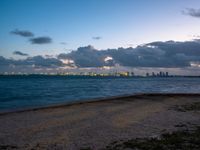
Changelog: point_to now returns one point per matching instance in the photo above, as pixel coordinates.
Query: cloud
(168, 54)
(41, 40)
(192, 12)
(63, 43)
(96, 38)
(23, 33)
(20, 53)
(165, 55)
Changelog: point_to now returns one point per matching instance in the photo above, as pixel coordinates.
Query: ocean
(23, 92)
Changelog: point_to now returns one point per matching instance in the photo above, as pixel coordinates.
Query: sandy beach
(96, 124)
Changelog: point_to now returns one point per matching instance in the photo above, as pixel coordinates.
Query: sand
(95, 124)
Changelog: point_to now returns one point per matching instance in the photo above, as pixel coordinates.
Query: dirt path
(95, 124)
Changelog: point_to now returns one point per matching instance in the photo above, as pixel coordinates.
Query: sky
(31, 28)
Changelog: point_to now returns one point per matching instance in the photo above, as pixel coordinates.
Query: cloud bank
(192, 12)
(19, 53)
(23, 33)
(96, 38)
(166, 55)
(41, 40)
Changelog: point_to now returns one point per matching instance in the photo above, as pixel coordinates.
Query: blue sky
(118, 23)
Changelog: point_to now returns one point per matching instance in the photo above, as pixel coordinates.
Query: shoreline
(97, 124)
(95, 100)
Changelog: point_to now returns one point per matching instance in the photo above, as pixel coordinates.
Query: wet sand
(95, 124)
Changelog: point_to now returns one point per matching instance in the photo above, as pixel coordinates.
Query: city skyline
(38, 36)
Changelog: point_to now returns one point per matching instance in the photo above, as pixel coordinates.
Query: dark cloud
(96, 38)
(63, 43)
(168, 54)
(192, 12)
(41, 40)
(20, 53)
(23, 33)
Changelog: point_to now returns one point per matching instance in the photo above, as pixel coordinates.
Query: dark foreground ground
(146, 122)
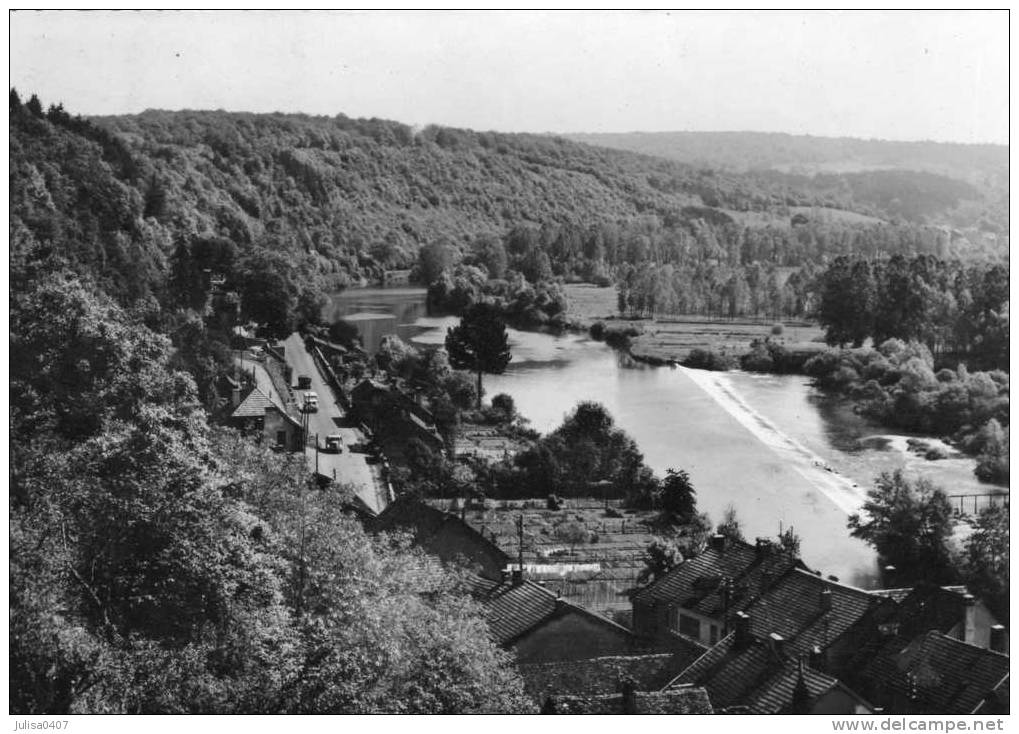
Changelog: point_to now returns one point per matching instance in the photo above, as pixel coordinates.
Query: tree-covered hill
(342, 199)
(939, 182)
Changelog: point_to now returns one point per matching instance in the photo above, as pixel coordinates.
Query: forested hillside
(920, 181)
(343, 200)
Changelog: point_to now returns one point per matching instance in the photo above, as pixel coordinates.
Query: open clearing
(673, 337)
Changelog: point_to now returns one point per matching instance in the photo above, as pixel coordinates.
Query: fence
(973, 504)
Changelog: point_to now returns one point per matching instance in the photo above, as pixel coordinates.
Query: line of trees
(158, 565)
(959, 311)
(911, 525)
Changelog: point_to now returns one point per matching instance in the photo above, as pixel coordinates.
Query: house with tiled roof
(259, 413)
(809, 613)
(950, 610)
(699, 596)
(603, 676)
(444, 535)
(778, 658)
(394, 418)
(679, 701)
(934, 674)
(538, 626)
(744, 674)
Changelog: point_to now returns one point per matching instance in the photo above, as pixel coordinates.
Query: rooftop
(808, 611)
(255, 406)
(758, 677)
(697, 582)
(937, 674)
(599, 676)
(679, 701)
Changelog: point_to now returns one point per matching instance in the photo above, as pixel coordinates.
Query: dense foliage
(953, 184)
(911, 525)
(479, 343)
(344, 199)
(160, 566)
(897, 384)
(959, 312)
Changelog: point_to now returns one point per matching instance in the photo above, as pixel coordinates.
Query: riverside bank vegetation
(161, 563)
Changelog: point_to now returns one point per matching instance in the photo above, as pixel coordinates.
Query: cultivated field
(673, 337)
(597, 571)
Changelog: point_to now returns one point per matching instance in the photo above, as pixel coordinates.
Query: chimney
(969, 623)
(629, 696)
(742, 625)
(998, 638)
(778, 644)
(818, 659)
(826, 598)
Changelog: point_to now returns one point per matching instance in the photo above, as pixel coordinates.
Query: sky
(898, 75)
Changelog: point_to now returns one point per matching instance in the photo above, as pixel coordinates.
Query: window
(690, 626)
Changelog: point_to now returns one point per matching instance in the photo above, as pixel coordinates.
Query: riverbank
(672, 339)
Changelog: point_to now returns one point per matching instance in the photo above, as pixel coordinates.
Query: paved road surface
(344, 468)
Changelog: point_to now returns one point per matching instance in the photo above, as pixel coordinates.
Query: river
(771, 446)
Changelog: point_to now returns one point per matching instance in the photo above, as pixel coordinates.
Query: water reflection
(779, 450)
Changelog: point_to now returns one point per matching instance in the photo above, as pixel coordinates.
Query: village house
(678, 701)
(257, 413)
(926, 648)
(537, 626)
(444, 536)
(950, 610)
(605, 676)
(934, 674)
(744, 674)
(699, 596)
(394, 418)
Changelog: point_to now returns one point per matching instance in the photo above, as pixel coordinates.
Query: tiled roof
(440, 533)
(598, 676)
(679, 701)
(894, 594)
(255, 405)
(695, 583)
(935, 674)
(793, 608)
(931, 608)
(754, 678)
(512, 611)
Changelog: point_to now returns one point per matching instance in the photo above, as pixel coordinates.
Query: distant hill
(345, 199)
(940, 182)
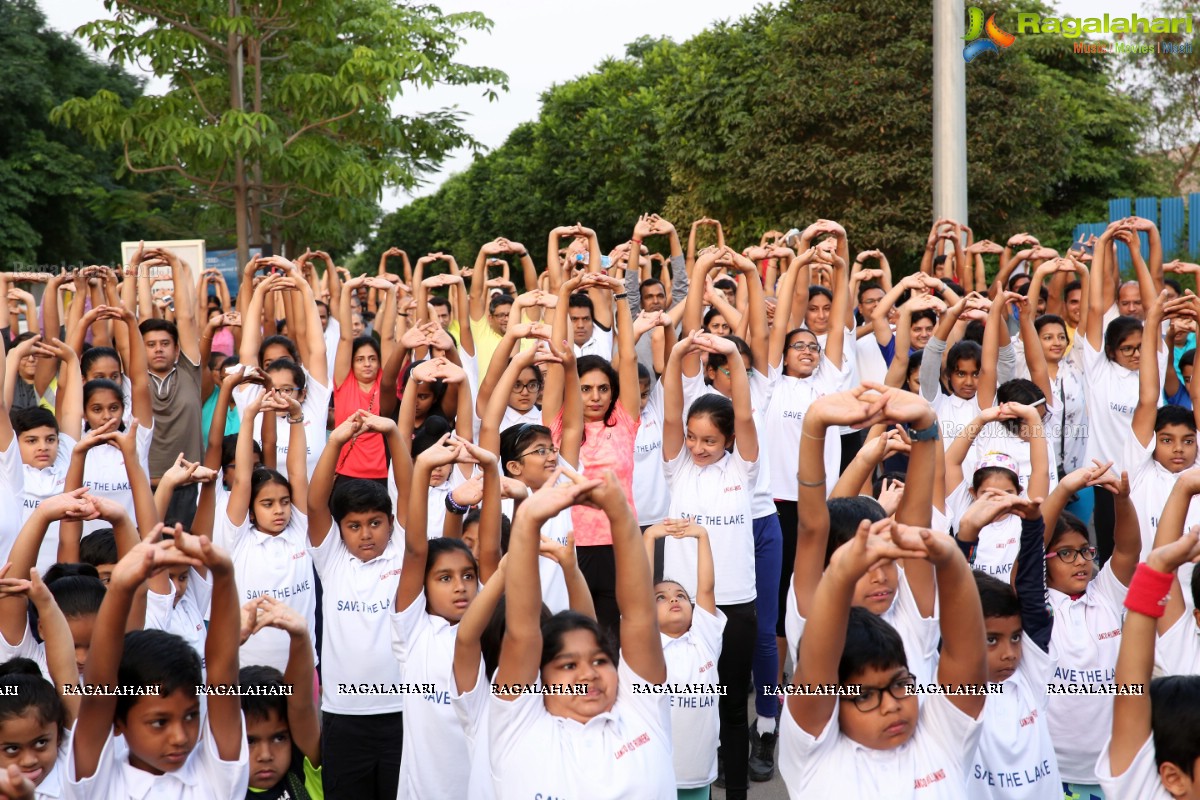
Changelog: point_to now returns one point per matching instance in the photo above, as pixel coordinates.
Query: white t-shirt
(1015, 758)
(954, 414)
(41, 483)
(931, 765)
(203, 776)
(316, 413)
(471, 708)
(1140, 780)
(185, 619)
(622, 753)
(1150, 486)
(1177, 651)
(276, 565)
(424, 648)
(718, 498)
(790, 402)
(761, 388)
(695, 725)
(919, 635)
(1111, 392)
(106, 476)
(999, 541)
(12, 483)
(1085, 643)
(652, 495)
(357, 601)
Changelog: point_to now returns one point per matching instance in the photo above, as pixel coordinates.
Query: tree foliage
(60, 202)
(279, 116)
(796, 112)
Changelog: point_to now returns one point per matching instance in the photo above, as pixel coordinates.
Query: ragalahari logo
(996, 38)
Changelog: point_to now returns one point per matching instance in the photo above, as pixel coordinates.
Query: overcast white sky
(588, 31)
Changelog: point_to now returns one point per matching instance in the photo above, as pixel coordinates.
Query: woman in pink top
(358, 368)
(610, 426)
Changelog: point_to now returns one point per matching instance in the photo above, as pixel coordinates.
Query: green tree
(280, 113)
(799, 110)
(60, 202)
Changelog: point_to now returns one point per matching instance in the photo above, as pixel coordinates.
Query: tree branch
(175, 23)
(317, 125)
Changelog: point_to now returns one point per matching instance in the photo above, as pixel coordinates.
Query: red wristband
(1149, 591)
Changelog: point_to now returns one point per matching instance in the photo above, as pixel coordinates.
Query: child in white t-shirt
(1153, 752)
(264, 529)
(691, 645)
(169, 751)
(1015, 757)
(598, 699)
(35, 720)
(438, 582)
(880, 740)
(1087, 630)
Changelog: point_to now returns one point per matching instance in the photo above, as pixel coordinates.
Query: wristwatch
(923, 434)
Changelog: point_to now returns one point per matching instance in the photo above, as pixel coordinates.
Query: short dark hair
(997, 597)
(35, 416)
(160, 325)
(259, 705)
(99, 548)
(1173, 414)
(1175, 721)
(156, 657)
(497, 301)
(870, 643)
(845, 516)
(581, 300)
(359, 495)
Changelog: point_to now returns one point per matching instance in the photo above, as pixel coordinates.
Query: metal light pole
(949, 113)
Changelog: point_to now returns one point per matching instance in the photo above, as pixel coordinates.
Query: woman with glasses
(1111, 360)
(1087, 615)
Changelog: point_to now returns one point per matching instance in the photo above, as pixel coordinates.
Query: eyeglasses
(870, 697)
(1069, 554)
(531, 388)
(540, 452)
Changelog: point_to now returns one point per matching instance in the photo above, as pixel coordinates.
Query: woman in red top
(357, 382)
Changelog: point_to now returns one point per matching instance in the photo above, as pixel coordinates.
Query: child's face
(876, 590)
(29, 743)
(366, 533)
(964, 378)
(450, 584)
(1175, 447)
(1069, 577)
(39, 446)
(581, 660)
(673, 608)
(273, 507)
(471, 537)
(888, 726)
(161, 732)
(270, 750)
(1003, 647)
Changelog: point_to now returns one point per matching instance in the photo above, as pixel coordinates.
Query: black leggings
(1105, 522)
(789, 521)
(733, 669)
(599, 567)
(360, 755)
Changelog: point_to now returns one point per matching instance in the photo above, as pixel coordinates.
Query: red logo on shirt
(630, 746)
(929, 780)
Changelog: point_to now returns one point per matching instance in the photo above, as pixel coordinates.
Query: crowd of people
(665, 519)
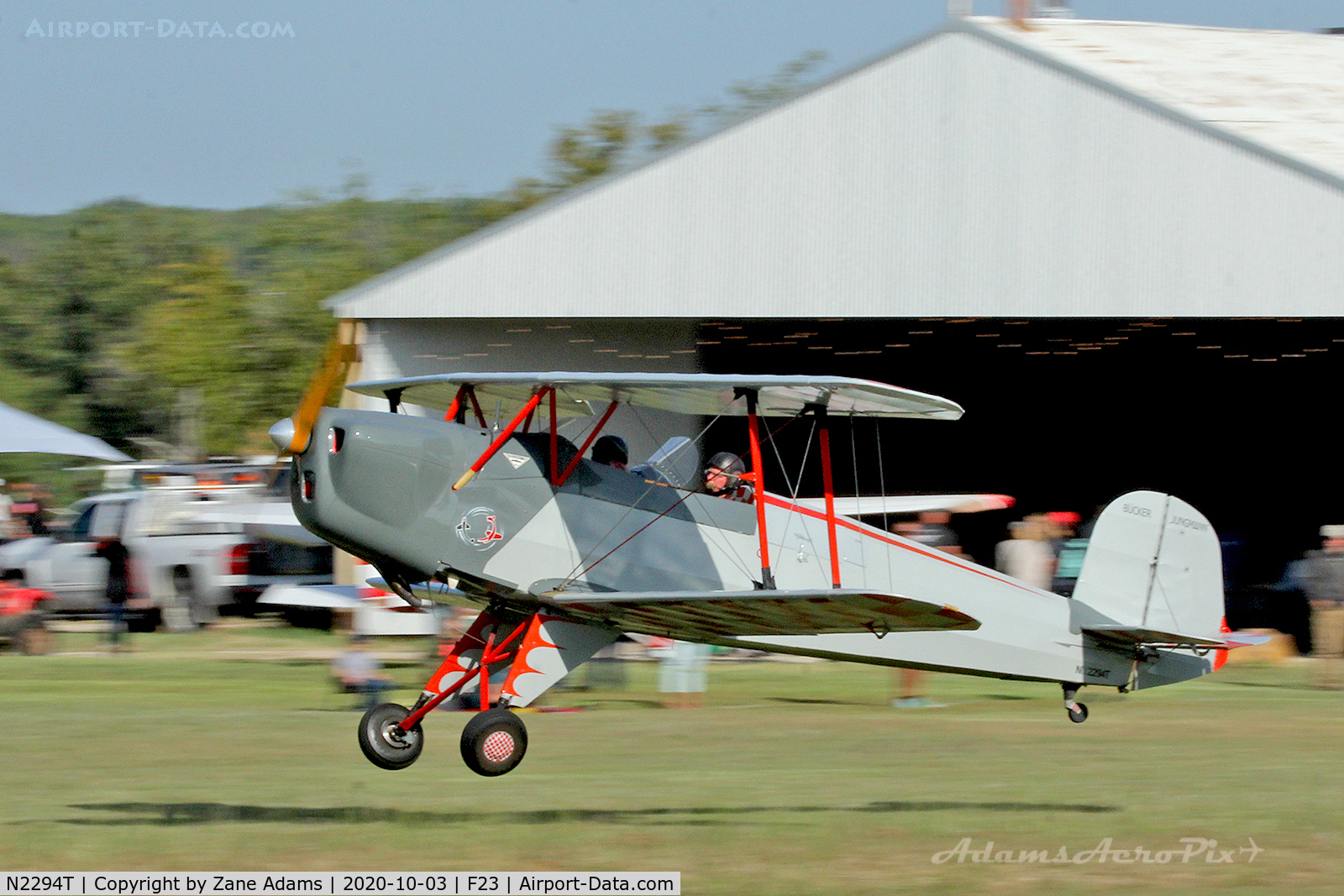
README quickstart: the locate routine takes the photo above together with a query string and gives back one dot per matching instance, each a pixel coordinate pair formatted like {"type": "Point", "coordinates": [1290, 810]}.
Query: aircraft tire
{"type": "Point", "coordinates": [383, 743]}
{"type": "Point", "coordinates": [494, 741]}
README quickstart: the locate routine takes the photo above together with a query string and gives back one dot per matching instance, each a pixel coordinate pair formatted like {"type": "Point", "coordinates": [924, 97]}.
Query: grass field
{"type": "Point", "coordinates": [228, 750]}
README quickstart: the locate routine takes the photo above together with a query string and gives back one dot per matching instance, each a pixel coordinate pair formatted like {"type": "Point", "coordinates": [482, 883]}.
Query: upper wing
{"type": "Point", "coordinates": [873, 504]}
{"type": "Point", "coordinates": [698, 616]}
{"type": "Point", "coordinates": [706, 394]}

**TASK STATEMENT:** Could you return all lines from the records that include the word "together"?

**EXERCISE RESPONSE:**
README quickstart: the locate routine takes the photo above together with a query string and gives back one dot per matching instance, each a pixel coordinate pair formatted like {"type": "Point", "coordinates": [1290, 810]}.
README quickstart: the locate routine takes the photo above together with a query string and gives back one dot per matching instance, each a pixel coordinate pair formatted like {"type": "Point", "coordinates": [924, 97]}.
README quickstart: the locate routine takes the photo above together with a query string and gives back one dot per matching instance, each a pixel coordinate pair formatted like {"type": "Point", "coordinates": [482, 883]}.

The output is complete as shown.